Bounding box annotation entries
- - -

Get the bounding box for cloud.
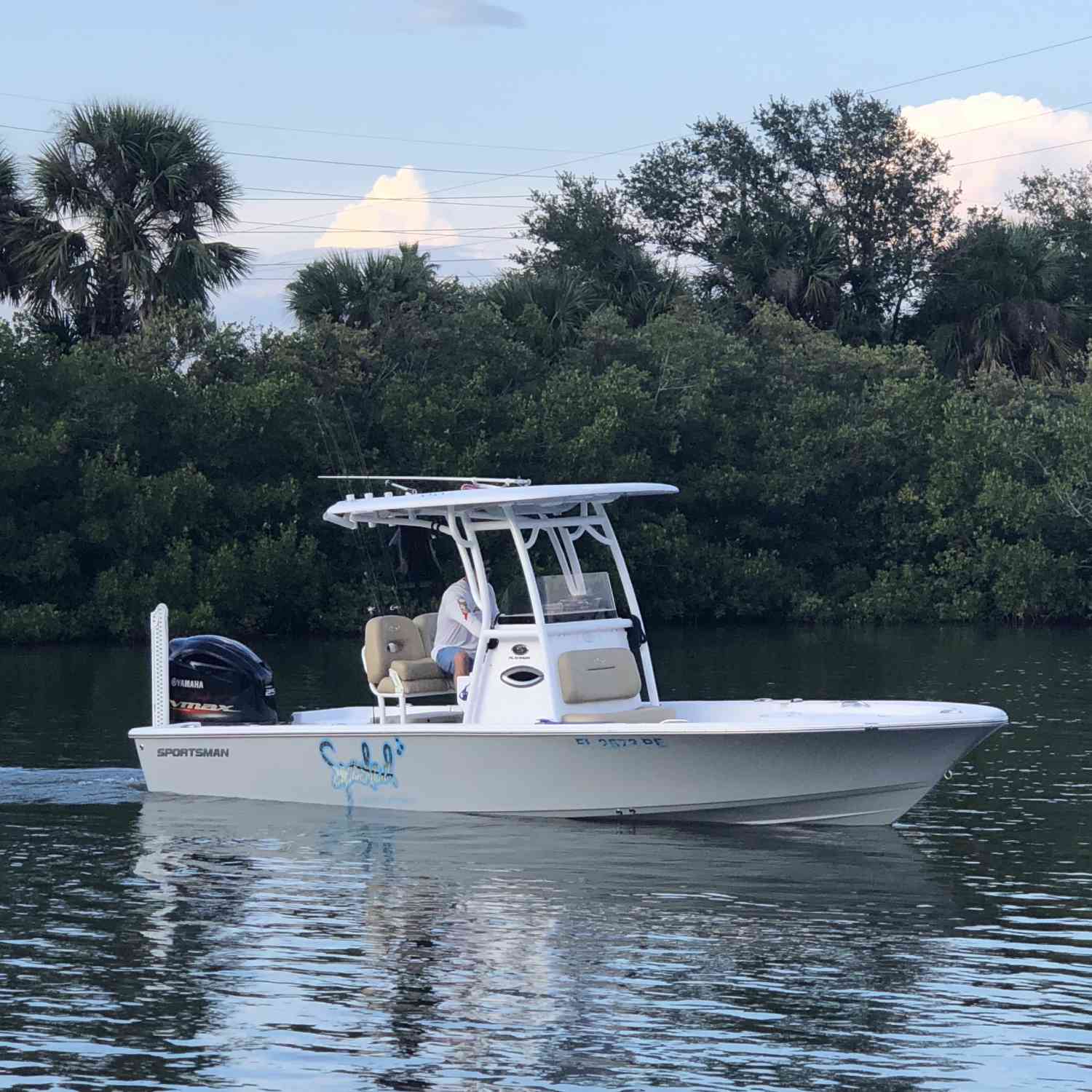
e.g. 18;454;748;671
417;0;528;30
902;91;1092;214
314;167;459;250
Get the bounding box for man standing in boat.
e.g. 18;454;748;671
432;577;497;678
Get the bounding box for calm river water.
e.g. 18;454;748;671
0;629;1092;1092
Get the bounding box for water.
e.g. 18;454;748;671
0;629;1092;1092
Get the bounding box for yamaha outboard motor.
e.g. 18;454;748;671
170;635;277;724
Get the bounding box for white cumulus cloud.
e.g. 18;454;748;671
314;167;459;250
902;91;1092;214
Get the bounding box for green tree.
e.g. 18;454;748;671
513;173;683;325
0;146;34;304
285;242;443;330
906;210;1089;380
1009;164;1092;314
485;266;605;354
17;103;249;336
624;91;957;342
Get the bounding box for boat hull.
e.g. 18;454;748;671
130;703;1006;825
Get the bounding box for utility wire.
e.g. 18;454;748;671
0;91;607;155
933;98;1092;140
0;124;616;180
948;138;1092;170
865;34;1092;95
242;186;526;205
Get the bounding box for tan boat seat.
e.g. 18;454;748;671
561;705;678;724
557;649;641;705
360;615;456;697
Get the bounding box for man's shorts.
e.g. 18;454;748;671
432;644;474;675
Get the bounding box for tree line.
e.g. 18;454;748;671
0;92;1092;641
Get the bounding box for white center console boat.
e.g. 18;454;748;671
129;480;1007;825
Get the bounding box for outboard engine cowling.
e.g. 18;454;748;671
170;633;277;724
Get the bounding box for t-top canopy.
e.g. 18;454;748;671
323;482;678;524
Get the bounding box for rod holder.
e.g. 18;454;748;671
152;603;170;729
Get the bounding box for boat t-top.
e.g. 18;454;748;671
129;478;1007;825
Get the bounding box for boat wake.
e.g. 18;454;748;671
0;767;146;807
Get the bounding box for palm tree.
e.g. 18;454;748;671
286;242;437;330
0;142;34;304
703;210;845;330
12;103;249;336
486;266;605;351
908;211;1090;379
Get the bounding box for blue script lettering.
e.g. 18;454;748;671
319;738;405;804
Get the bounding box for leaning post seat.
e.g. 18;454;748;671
557;649;677;724
360;615;456;724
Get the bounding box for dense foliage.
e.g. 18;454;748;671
0;94;1092;641
0;293;1092;640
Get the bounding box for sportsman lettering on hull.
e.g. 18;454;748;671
155;747;232;758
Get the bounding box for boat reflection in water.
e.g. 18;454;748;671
135;794;974;1088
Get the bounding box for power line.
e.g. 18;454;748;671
251;256;506;270
417;140;664;197
934;98;1092;140
0;91;607;155
0;124;616;181
865;34;1092;95
225;147;603;179
948;138;1092;170
236;213;522;235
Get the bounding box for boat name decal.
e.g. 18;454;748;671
155;747;232;758
319;736;405;804
576;736;668;751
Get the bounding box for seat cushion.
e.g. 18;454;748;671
376;676;456;698
364;615;430;686
561;705;678;724
557;649;641;705
390;657;448;683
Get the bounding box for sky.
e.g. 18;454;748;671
0;0;1092;325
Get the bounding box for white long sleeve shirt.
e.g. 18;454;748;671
432;577;497;660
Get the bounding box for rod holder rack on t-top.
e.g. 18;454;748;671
319;474;531;493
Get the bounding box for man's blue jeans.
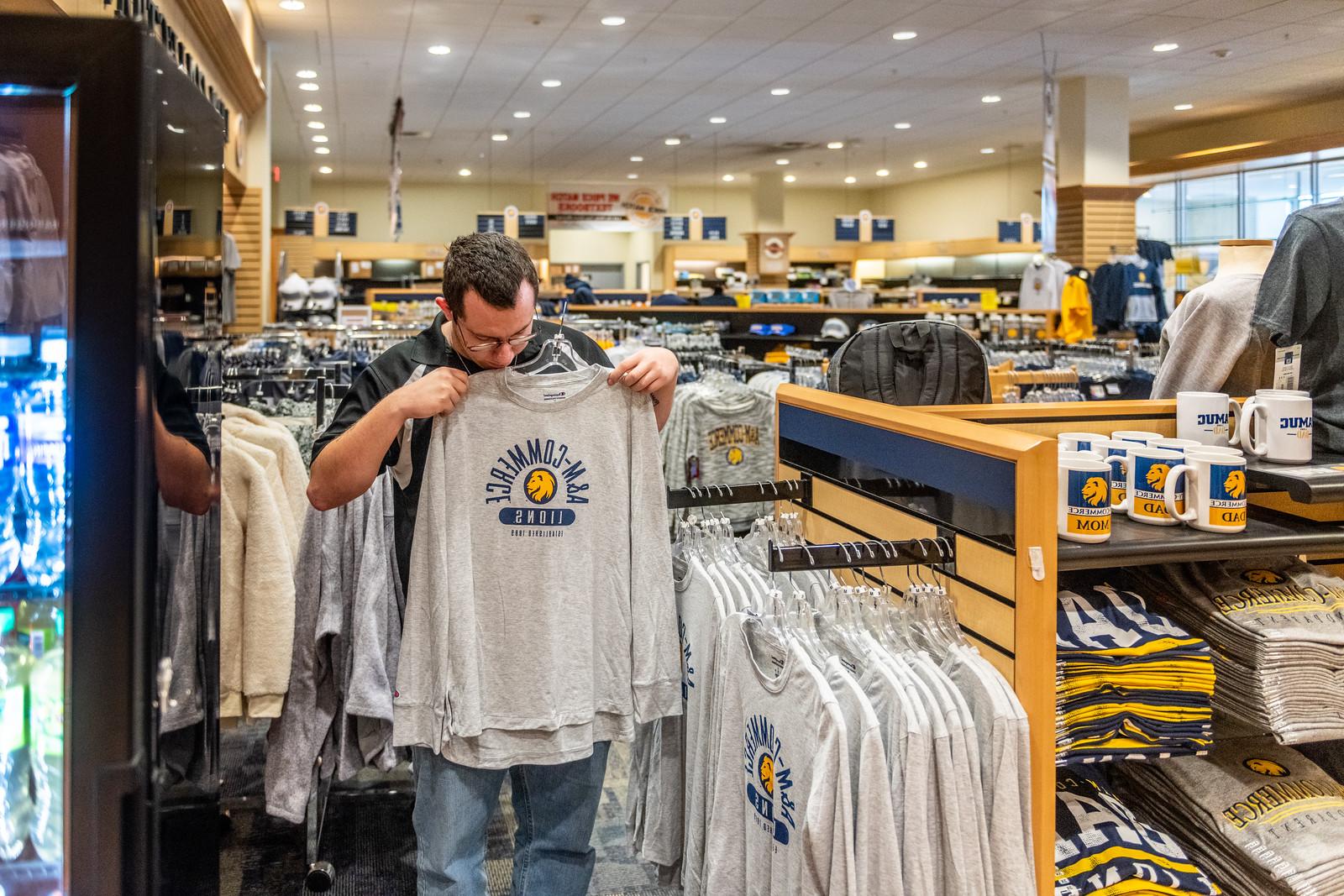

- - -

Description of the task -> Copy out the data above with every "Get" swapped for "Locate" and nothing else altered. Omit the pictures from your copy.

Answer for this exercise ->
Locate the bounding box for cloud.
e.g. 18;454;748;671
417;0;528;30
902;91;1092;214
314;167;459;250
Locate the bounding box for man standing in boat.
e.g. 18;454;748;671
432;577;497;678
Locate the bounding box for calm river water.
e.g. 18;454;748;671
0;629;1092;1092
Locate the bounding box for water.
e.g. 18;454;748;671
0;629;1092;1092
Locate the bounding box for yamaha outboard motor.
e.g. 18;454;748;671
170;635;277;724
Locate the bounding box for white cumulus cloud.
e.g. 18;454;748;671
314;167;459;250
902;91;1092;214
Locate the bounding box for green tree.
e.g. 18;454;748;671
513;173;683;325
0;146;34;304
285;242;443;330
906;210;1089;380
1009;164;1092;314
485;266;605;354
17;103;249;336
624;91;957;342
Locate the bounding box for boat hull.
e.g. 18;454;748;671
130;703;1006;825
Locate the bounding box for utility wire.
e.g. 18;454;748;671
0;91;607;155
933;98;1092;140
0;124;616;180
948;138;1092;170
865;34;1092;95
242;186;526;205
Locate the bounding box for tan boat seat.
e.g. 18;454;748;671
561;705;678;724
557;649;641;705
360;615;456;697
Locate the bounding box for man's shorts.
e.g. 18;454;748;671
432;644;474;675
Locate the bounding box for tree line.
e.g. 18;454;748;671
0;92;1092;641
Locate the bounding box for white center console boat.
e.g. 18;454;748;671
129;480;1007;825
Locate the bounding box for outboard engine cowling.
e.g. 18;454;748;671
170;633;277;724
Locate the bounding box for t-top canopy.
e.g. 18;454;748;671
323;482;678;524
Locate the bounding box for rod holder.
e.g. 18;454;748;671
152;603;170;729
Locate the bounding box for boat t-top.
e.g. 18;454;748;671
129;478;1007;825
Locate the bounding box for boat wake.
e.g. 18;454;748;671
0;767;146;807
Locate the bounding box for palm tree.
e.g. 18;454;748;671
286;242;437;330
0;142;34;304
703;210;845;330
12;103;249;336
486;266;605;351
908;211;1090;379
Locate the bounding box for blue script lettering.
e.g. 18;454;748;671
319;738;405;804
Locate the bounding box for leaning post seat.
e.g. 18;454;748;671
557;649;677;724
360;615;456;724
Locate the bounding box for dense foliage.
e.g. 18;454;748;671
0;94;1092;641
0;293;1092;640
Locate the bounding box for sportsman lettering on hull.
e.g. 18;454;748;671
155;747;232;758
Locate the bounding box for boat reflection in water.
e.g. 18;454;748;671
135;794;974;1088
Locate the bounding box for power line.
e.g. 18;454;748;671
251;256;506;270
417;140;664;197
934;98;1092;140
0;91;607;155
0;124;616;181
865;34;1092;95
225;147;603;179
948;138;1092;170
236;213;522;235
Locate the bounding box for boat name decal.
e.g. 18;454;748;671
155;747;232;758
319;736;405;804
576;736;668;751
Locate the bounding box for seat cushion.
e.g. 18;454;748;671
376;676;456;698
364;615;430;686
561;705;678;724
557;649;641;705
390;657;448;683
Locate the bounding box for sky.
e.g. 18;454;748;671
0;0;1092;325
Locate the bounding box for white long sleeve shirt.
e.g. 18;454;748;671
432;577;497;660
Locate the bounding box for rod holder rack on t-top.
e.g. 18;454;748;671
319;474;531;493
Locate the bounding box for man's blue jeans.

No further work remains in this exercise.